- Text shown
Start

The recommendations followed three days of deliberations among some 1,500 delegates aimed at ending nine years of fighting that have followed the hardline Taliban regime's ouster by U.S.-backed forces in 2001.

Although the resolution was phrased in general terms -- it did not specifically refer to the Taliban -- it should allow the president to claim a mandate to pursue his peace plans.

That could boost Karzai's standing, battered by corruption in his government, his fraud-tainted re-election last year, and escalating militant violence despite a U.S. troop surge.

But any reconciliation talks were likely to remain a long way off.

No active members of the Taliban and other militant groups took part in the conference in Kabul. Taliban suicide attackers attempted to disrupt the opening of conference, or jirga, on Wednesday.

In closing remarks to delegates, Karzai called on insurgents to take advantage of the opportunity to forge a lasting peace.

"I want to call on Taliban and Hizb-i-Islami to use this opportunity to join with us and join in the reconstruction of this country," Karzai said. Hizb-i-Islami is a smaller insurgent group allied to the Taliban.

He said the jirga had provided a set of instructions for the government.

"It has shown us a path. We will follow that path step by step and, God willing, we will reach the end," he said.

Taliban leaders, however, insist there will be no talks with the government until U.S.-led foreign troops have left the country -- a condition Karzai cannot accept. He wants to offer rank-and-file insurgents amnesties and other incentives to lay down their arms, and to hold talks with top Taliban leaders if they renounce al-Qaida and vow to uphold the constitution.

End

- Excerpted records
Start

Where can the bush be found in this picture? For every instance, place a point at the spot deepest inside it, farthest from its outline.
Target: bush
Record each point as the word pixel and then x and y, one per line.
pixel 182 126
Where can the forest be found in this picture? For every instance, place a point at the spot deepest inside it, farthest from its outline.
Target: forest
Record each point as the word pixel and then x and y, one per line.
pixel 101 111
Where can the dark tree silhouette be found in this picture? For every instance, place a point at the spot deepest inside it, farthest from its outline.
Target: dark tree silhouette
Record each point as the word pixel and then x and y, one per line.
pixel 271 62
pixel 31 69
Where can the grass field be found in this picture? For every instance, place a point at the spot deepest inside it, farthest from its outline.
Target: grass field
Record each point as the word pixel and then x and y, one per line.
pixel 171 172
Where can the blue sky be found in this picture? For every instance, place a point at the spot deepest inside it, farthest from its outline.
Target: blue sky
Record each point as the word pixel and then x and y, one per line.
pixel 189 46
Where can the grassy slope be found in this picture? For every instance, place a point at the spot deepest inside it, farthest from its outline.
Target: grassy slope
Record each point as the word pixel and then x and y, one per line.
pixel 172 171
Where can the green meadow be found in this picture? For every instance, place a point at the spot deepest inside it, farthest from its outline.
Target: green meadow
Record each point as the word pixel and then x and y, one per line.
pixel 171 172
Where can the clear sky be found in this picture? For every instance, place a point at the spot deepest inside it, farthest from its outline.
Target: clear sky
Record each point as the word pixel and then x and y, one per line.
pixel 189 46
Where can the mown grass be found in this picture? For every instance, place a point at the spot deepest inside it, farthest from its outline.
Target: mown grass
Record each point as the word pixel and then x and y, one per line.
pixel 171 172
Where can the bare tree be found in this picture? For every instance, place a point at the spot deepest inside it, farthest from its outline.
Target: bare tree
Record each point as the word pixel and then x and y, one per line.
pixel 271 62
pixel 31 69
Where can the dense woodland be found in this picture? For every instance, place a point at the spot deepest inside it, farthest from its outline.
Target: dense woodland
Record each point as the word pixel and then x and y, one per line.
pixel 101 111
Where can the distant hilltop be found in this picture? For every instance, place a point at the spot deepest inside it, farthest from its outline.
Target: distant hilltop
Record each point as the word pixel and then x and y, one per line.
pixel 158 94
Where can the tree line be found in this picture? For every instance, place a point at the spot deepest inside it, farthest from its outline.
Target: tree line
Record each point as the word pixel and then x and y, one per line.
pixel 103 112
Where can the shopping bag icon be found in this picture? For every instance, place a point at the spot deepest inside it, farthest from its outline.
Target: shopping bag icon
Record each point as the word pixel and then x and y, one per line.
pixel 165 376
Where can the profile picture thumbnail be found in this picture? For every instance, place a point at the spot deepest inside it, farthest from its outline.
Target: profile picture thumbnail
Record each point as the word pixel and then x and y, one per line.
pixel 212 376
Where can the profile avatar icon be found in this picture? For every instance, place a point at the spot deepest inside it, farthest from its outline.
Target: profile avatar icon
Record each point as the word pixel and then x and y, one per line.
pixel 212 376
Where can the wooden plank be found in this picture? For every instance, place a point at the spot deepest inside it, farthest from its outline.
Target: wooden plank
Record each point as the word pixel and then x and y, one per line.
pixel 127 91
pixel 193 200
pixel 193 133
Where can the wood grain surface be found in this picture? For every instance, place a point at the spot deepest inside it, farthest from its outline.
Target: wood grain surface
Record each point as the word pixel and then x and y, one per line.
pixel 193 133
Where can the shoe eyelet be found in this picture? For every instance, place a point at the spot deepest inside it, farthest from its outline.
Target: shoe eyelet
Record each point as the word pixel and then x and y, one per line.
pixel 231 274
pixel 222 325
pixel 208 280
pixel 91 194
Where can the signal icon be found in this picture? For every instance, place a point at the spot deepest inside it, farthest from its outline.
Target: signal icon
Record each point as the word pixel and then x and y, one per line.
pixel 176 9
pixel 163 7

End

- Required actions
• 1. According to the Kabul conference report, roughly how many delegates took part in the deliberations?
• 2. Reproduce everything in the Kabul conference report from "In closing remarks" down to "to the Taliban.".

- Solutions to each task
• 1. Some 1,500 delegates.

• 2.
In closing remarks to delegates, Karzai called on insurgents to take advantage of the opportunity to forge a lasting peace.

"I want to call on Taliban and Hizb-i-Islami to use this opportunity to join with us and join in the reconstruction of this country," Karzai said. Hizb-i-Islami is a smaller insurgent group allied to the Taliban.